Dokumenttext —
§ §

Die EU entschärft das Lieferkettengesetz aus wirtschaftlichen Gründen, aber die moralische Verantwortung bleibt bestehen. Die Verbraucher selbst beeinflussen faire Standards.
LieferkettengesetzDie Entschärfung ist kein Freibrief zum Wegsehen

Containerschiffe werden am Containerterminal be- und entladen. Die EU hat das Lieferkettengesetz abgeschwächt.
Copyright: Christian Charisius/dpa
Zuletzt wurde der ökonomische Druck einfach zu groß. Nun will die EU das europäische Lieferkettengesetz zum Schutz von Menschenrechten abschwächen, noch bevor es in Kraft getreten ist. Die Entscheidung lässt weite Teile der Wirtschaft aufatmen. Angesichts der angespannten ökonomischen Lage, hoher Energiepreise und sich intensivierenden globalen Unsicherheiten ist das nachvollziehbar.

§ §

Datensätze —
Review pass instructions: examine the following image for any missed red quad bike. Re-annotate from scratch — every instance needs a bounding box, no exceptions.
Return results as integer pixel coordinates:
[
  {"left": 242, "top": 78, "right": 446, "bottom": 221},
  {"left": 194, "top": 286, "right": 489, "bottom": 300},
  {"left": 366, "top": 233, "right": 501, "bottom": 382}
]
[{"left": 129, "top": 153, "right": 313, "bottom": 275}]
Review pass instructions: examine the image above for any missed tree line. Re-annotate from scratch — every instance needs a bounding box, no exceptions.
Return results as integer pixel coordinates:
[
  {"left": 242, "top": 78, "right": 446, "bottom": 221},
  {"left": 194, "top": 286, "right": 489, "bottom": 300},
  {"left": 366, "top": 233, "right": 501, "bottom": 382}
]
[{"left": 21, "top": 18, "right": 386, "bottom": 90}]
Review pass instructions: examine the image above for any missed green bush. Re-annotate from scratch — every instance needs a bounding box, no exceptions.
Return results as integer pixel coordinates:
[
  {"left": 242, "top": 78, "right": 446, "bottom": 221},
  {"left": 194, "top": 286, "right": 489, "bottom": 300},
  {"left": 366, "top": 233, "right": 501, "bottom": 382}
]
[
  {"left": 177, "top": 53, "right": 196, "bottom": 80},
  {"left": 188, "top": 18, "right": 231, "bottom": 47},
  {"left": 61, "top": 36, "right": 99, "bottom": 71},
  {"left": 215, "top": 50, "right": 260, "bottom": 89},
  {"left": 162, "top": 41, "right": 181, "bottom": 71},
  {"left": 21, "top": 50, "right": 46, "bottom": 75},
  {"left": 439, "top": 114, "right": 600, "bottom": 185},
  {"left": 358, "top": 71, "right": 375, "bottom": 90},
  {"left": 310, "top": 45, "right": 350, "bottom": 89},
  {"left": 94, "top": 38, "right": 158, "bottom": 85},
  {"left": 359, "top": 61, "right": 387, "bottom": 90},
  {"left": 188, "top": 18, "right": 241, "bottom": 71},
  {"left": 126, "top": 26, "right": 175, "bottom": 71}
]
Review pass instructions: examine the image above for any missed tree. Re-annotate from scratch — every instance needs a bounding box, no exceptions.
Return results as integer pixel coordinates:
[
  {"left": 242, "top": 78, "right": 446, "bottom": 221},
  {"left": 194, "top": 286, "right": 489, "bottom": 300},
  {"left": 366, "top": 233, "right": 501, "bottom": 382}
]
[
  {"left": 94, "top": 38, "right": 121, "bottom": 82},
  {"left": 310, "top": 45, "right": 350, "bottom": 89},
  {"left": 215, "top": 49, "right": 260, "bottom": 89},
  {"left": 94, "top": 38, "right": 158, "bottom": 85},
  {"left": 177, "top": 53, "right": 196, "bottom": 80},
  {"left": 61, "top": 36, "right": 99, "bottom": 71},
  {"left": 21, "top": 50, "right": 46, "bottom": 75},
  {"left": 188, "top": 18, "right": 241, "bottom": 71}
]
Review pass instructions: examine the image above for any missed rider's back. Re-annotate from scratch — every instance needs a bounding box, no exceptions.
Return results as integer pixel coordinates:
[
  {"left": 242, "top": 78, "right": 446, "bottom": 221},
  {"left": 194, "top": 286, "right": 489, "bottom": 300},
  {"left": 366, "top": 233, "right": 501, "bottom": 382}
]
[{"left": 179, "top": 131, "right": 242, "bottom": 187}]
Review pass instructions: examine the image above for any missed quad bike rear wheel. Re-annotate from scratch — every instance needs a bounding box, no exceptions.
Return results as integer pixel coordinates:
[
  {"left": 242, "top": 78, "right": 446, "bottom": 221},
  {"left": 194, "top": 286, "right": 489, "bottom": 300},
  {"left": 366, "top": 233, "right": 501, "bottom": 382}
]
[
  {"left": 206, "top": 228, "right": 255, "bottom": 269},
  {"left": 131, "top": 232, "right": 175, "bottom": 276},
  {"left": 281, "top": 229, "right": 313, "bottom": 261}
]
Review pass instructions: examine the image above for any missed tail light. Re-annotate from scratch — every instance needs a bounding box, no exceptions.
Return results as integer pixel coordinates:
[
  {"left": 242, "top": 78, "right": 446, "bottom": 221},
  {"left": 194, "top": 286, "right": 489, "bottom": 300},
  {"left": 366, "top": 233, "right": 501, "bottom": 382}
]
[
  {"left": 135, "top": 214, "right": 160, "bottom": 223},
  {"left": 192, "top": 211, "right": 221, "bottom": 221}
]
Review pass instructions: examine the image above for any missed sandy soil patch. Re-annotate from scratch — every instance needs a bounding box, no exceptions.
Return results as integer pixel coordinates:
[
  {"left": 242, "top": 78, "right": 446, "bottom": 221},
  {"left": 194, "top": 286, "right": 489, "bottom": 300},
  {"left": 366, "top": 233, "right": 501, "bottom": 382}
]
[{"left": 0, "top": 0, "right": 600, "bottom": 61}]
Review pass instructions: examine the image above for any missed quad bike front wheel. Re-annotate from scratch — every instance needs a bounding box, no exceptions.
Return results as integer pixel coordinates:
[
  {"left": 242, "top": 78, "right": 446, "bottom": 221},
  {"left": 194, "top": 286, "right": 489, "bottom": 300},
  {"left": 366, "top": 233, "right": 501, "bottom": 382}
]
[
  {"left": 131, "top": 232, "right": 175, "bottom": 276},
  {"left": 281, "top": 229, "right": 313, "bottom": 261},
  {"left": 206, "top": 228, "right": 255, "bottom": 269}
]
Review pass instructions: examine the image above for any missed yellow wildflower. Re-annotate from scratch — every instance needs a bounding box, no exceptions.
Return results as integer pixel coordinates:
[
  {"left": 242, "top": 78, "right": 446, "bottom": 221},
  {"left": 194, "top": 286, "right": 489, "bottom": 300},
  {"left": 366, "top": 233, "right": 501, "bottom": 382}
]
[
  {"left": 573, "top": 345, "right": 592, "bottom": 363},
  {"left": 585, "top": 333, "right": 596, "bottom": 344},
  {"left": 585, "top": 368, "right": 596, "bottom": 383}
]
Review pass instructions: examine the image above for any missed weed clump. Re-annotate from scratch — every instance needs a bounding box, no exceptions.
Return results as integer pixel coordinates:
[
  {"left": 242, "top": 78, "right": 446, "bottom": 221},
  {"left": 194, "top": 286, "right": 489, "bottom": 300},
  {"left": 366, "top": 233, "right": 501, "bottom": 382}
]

§ §

Aufgabe 1 — Was will die EU laut dem Text zum Lieferkettengesetz mit dem europäischen Lieferkettengesetz tun, noch bevor es in Kraft tritt?
Aufgabe 2 — Gib bitte den Abschnitt aus dem Text zum Lieferkettengesetz wörtlich wieder, der mit den Worten "Die EU entschärft" einsetzt und mit "ist das nachvollziehbar." schließt.
Aufgabe 3 — Führe den Text zum Lieferkettengesetz im selben Stil nach seinem letzten Satz weiter.
Die Daten stammen aus einer anderen Quelle.

Lösung 1 — Sie will es abschwächen.

Lösung 2 —
Die EU entschärft das Lieferkettengesetz aus wirtschaftlichen Gründen, aber die moralische Verantwortung bleibt bestehen. Die Verbraucher selbst beeinflussen faire Standards.
LieferkettengesetzDie Entschärfung ist kein Freibrief zum Wegsehen

Containerschiffe werden am Containerterminal be- und entladen. Die EU hat das Lieferkettengesetz abgeschwächt.
Copyright: Christian Charisius/dpa
Zuletzt wurde der ökonomische Druck einfach zu groß. Nun will die EU das europäische Lieferkettengesetz zum Schutz von Menschenrechten abschwächen, noch bevor es in Kraft getreten ist. Die Entscheidung lässt weite Teile der Wirtschaft aufatmen. Angesichts der angespannten ökonomischen Lage, hoher Energiepreise und sich intensivierenden globalen Unsicherheiten ist das nachvollziehbar.

Lösung 3 —
Viele Unternehmen, insbesondere in Deutschland, hatten davor gewarnt, dass zu strenge Auflagen mit weitreichenden Nachweis- und Haftungspflichten sie im internationalen Wettbewerb überfordern könnten. Brüssel hat die Bedenken zahlreicher Mitgliedstaaten ernst genommen und reagiert pragmatisch. Doch die Entschärfung ist kein Freibrief zum Wegsehen. Wer auf globalen Märkten agiert, trägt auch Verantwortung für die Bedingungen, unter denen produziert wird – von der Baumwollspinnerei in Asien bis zur Kobaltmine in Afrika.
Realismus ersetzt keine moralische Verantwortung
Dass die gesetzliche Verpflichtung jetzt schwächer ausfällt, um die Unternehmen vor allem auch bürokratisch zu entlasten, bedeutet nicht, dass ethisches Handeln obsolet wäre. Im Gegenteil: Wer gegenüber Verbrauchern glaubwürdig sein will, sollte sich freiwilliger Selbstverpflichtung nicht verschließen.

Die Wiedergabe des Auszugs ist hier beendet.